━━ Data provided

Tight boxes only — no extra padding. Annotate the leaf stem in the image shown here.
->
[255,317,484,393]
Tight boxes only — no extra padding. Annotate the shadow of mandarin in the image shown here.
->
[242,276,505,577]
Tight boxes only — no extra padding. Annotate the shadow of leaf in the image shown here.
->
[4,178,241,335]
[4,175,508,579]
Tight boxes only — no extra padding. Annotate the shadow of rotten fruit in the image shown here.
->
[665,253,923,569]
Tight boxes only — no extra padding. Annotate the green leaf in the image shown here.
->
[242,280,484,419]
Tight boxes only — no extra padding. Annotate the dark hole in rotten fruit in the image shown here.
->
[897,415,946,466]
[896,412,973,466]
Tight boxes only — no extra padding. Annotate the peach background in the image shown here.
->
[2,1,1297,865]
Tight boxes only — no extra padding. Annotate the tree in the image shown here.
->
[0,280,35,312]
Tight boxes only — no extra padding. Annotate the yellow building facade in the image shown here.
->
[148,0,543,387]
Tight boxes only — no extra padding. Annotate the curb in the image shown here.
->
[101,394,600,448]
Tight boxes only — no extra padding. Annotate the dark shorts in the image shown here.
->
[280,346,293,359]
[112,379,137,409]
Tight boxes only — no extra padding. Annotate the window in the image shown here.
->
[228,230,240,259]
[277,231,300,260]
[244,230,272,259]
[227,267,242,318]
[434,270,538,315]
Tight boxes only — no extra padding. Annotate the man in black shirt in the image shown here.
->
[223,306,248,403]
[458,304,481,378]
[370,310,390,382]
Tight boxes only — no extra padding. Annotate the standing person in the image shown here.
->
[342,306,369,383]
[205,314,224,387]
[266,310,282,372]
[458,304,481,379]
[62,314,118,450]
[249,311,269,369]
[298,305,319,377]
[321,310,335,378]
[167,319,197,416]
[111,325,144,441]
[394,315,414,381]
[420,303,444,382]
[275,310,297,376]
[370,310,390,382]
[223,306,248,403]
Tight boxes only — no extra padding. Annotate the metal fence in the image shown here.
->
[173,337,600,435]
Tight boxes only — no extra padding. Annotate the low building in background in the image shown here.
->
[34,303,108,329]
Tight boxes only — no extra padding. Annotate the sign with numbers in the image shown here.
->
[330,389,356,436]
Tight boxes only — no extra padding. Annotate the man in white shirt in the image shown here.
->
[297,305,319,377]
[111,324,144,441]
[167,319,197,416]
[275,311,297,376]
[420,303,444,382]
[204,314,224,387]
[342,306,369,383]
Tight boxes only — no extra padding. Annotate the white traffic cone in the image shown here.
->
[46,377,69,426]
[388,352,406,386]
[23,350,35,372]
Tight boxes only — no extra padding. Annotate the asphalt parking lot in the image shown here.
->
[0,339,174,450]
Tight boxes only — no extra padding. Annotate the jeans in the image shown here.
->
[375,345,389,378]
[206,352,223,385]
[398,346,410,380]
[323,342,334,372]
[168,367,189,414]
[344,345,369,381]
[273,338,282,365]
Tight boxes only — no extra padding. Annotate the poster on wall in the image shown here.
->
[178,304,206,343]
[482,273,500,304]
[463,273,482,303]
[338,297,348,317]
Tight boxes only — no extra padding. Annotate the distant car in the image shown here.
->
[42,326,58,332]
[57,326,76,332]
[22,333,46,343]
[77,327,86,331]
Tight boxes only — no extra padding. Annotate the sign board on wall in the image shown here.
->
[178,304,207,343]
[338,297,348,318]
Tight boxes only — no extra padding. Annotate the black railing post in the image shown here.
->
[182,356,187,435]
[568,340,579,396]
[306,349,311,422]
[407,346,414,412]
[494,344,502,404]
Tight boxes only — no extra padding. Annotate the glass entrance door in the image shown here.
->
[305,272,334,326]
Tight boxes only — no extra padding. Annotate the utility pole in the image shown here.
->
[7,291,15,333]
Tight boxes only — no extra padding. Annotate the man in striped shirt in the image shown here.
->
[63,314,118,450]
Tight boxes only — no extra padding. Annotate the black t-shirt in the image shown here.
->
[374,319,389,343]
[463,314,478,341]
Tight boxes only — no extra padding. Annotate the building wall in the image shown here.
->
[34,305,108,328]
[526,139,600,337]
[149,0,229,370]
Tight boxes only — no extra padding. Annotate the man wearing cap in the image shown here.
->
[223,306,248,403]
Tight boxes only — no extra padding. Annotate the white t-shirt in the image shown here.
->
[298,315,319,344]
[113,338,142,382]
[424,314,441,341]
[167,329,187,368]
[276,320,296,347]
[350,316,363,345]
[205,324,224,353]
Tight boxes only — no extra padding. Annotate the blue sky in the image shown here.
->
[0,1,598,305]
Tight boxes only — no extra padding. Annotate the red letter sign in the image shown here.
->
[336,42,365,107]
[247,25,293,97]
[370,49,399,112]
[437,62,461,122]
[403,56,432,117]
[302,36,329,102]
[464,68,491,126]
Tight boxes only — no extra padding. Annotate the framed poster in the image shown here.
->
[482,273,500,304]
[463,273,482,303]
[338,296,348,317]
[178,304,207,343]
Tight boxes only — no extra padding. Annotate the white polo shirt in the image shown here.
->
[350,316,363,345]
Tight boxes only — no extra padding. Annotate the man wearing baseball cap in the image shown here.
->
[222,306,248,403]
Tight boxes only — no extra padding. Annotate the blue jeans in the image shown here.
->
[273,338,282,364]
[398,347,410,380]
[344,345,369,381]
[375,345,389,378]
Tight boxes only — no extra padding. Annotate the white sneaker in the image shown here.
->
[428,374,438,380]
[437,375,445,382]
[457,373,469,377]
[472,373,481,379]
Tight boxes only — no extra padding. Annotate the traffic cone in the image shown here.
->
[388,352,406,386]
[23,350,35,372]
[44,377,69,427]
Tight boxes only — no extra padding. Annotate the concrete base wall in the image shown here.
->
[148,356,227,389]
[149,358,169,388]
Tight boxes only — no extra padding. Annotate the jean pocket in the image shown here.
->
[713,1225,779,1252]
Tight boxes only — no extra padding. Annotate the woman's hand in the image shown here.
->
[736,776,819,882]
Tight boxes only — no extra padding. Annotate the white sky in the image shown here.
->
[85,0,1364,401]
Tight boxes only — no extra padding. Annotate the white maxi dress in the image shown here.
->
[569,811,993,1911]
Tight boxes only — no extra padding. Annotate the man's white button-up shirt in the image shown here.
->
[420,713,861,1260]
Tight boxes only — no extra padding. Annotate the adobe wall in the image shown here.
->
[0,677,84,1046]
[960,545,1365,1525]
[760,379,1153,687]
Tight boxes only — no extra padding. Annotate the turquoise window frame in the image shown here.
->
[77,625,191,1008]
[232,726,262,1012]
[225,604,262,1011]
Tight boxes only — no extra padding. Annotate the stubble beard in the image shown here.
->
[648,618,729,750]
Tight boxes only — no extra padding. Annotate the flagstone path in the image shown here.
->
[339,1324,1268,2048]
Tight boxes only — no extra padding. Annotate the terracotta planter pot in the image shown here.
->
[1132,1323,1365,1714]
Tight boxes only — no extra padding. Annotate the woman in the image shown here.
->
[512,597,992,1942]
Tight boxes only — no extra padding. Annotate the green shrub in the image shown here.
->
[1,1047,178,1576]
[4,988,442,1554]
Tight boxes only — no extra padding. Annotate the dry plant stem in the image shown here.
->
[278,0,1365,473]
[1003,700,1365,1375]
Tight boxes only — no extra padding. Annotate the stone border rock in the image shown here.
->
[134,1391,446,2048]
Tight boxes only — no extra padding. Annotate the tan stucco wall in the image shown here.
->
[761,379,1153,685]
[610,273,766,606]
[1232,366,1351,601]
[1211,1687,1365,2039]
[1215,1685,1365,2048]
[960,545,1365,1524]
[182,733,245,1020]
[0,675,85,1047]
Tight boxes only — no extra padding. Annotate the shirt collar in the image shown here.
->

━━━━

Problem statement
All entries above are to be transcribed verbatim.

Written solution
Tight boxes only — no extra padding. Annotate the leaf stem in the image shown here.
->
[255,317,484,393]
Tight boxes only — no extra padding. Annotate the shadow of mandarin in the image shown here.
->
[242,276,505,577]
Tight boxes only — no extra padding. Annotate the shadow of leaf in the image shown here.
->
[4,178,241,335]
[4,175,508,579]
Tight boxes only — no extra padding. Annotate the shadow of rotten fruit in the image shown here.
->
[665,253,923,569]
Tight boxes only — no extra padding. Annotate the green leaf in the image shown here.
->
[242,280,484,419]
Tight boxes only — no extra padding. Annotate the dark hole in rotten fruit in the image shown here.
->
[897,415,946,466]
[896,412,973,466]
Tight boxes only — no extra padding. Annotate the peach background in the image shown here.
->
[2,1,1297,865]
Tight boxes only — no extra padding. Annotate the tree in the image shown here.
->
[0,280,35,312]
Tight boxes only — no extra padding. Annotate the yellow building facade in the image shown here.
->
[148,0,543,387]
Tight boxes only — no extra padding. Annotate the curb in the image shown here.
->
[101,394,600,448]
Tight boxes only — no extra padding. Annotate the dark shorts in the image shown here.
->
[280,346,293,359]
[112,379,137,409]
Tight boxes only — no extra padding. Annotate the window in the image shown here.
->
[228,230,240,259]
[277,231,300,260]
[244,230,272,259]
[227,267,242,318]
[434,270,538,315]
Tight boxes only — no extra padding. Annotate the man in black shirt in the image shown here.
->
[223,306,248,403]
[458,304,481,378]
[370,310,390,382]
Tight boxes only — no extra padding. Annotate the standing person in the image shown here.
->
[342,306,369,383]
[205,314,224,387]
[266,310,282,372]
[458,304,481,379]
[62,314,118,450]
[249,311,269,369]
[298,305,319,377]
[321,310,335,378]
[167,319,197,416]
[111,325,144,441]
[394,315,414,381]
[420,303,444,382]
[275,310,297,376]
[370,310,390,382]
[223,306,248,403]
Tight boxes only — no extra padding. Annotate the metal fence in the image shown here.
->
[173,337,600,435]
Tight boxes only — no extra padding. Annotate the low building in background in the image shown here.
->
[34,303,108,329]
Tight boxes only — no extra padding. Annotate the sign with numbers in the image shown here.
->
[330,389,356,436]
Tight boxes only — no extra padding. Annotate the man in white shirt in the image shown here.
->
[297,305,319,377]
[111,324,144,441]
[167,319,197,416]
[275,311,297,376]
[420,303,444,382]
[204,314,224,387]
[342,306,369,383]
Tight boxes only — no extra padding. Annotate the white traffic cone in the image shown here.
->
[46,377,69,426]
[388,352,406,386]
[23,350,35,372]
Tight boxes only — no extra padding. Annotate the asphalt parking lot in the image shown here.
->
[0,339,174,450]
Tight boxes only — no extra padding. Annotate the jeans in the image shown here.
->
[375,345,389,378]
[206,352,223,385]
[398,346,410,380]
[323,342,334,372]
[168,367,189,414]
[344,345,369,381]
[273,338,282,365]
Tight boxes only — no extra padding. Annotate the poster on wall in the image shown here.
->
[178,304,206,343]
[482,273,500,304]
[463,273,482,303]
[338,297,348,317]
Tight boxes only — no extra padding. Annotate the distant car in the image shown here.
->
[42,326,58,332]
[57,326,76,332]
[22,333,46,343]
[77,327,86,331]
Tight boxes only — no extra padding. Annotate the sign board on wall in the image shown here.
->
[178,304,207,343]
[338,297,348,318]
Tight boxes only — no extra padding. Annotate the black railing post in the image shown here.
->
[182,356,187,435]
[568,340,579,396]
[306,349,311,422]
[407,346,414,412]
[494,344,502,404]
Tight boxes only — no extra padding. Annotate the glass entrance door in the image shown here.
->
[305,272,334,326]
Tight boxes only — no extra padding. Annotate the utility pole in the image shown here.
->
[7,291,15,333]
Tight boxes only — no extra padding. Annotate the man in striped shirt in the image shown here.
->
[63,314,118,450]
Tight boxes only — no extra padding. Annotate the black t-shirt in the image shown here.
->
[374,319,389,343]
[463,314,478,341]
Tight boxes only — no extra padding. Annotate the building wall in the image shown here.
->
[34,305,108,328]
[526,139,600,337]
[149,0,229,370]
Tight boxes only — no extra padding. Annotate the man wearing cap in the image shown here.
->
[223,306,248,403]
Tight boxes only — no extra padding. Annotate the white t-shirt in the image shown here.
->
[298,315,319,344]
[113,338,142,382]
[424,314,441,341]
[167,329,187,368]
[276,320,296,347]
[350,316,363,345]
[205,324,224,353]
Tight boxes only — no extra padding. Annotate the blue sky in the image shown here.
->
[0,1,598,305]
Tight boxes only — no extra padding. Annotate the red letter sign in the image shown here.
->
[336,42,365,107]
[247,25,293,97]
[370,49,399,112]
[437,62,461,122]
[403,56,432,117]
[302,36,329,102]
[464,68,491,126]
Tight boxes only — no extra padding. Annotate the framed poster in the image shown here.
->
[482,273,500,304]
[463,273,482,303]
[338,296,348,317]
[178,304,207,343]
Tight boxes only — no extra padding. Annotate the white polo shirt in the image shown here.
->
[350,316,363,345]
Tight boxes only — no extra padding. Annotate the man wearing baseball cap in the image shown here.
->
[222,306,248,403]
Tight boxes only — no extra padding. Annotate the blue jeans in the image shown here.
->
[273,338,282,364]
[398,347,410,380]
[344,345,369,381]
[375,345,389,378]
Tight boxes only — no extra padding. Annotate the white sneaker in the image shown here.
->
[428,374,438,380]
[437,375,445,382]
[457,373,469,377]
[472,373,481,379]
Tight boxes only — no extra padding. Annotate the traffic cone in the image shown here.
->
[388,352,406,386]
[23,350,35,372]
[44,377,69,427]
Tight boxes only — no extra padding. Annotate the concrete base wall in the image shown here.
->
[148,356,227,389]
[149,358,169,388]
Tight boxes only — no extra padding. Annotate the jean pocket in the image shown here.
->
[713,1225,779,1252]
Tight boxes only — no extra padding. Annotate the woman's hand in the image shown here.
->
[736,776,819,882]
Tight boxes only — no extra padding. Annotate the white sky in the image shown here.
->
[85,0,1364,401]
Tight boxes only — no extra padding. Annotate the white maxi dress in the image shown here.
->
[569,811,993,1911]
Tight boxes only — no extra padding. Annotate the man's white button-up shirt in the image shown here.
->
[420,713,861,1260]
Tight boxes only — no extra padding. Annotate the adobe wall in the image shown here.
->
[0,677,84,1046]
[960,545,1365,1525]
[760,379,1153,687]
Tight boxes only — no extra padding. Annotate the turquoise window frame in the image shown here.
->
[77,625,191,1008]
[232,726,262,1012]
[225,604,262,1011]
Tight boxes only — no extra padding. Annotate the stubble beard in the image shown here.
->
[648,618,729,750]
Tight boxes only — no extra padding. Annotate the flagstone path in the image shown here.
->
[339,1324,1268,2048]
Tight boxes only — no extra padding. Annotate the terracotta planter pot in the image shown here.
->
[1132,1323,1365,1714]
Tight boxes only — no extra padding. Annotate the woman in the image shown here.
->
[512,597,992,1942]
Tight boxes only — no extra padding. Annotate the green shrub in the image shown here.
->
[1,1047,178,1576]
[4,988,442,1554]
Tight boxes only — no extra padding. Annotate the dry plant stem in the image shown here.
->
[278,0,1365,473]
[1003,700,1365,1375]
Tight boxes only — no extra padding. Annotate the stone border rock in the image shown here.
->
[134,1391,446,2048]
Tight boxes only — no extra padding. Annotate the tan stucco wall in the image shown here.
->
[761,379,1153,685]
[610,273,766,606]
[1232,366,1351,601]
[1211,1687,1365,2039]
[1215,1685,1365,2048]
[960,545,1365,1524]
[182,733,245,1020]
[0,675,85,1047]
Tight boxes only — no extra padding. Annotate the shirt collar in the image shown here.
->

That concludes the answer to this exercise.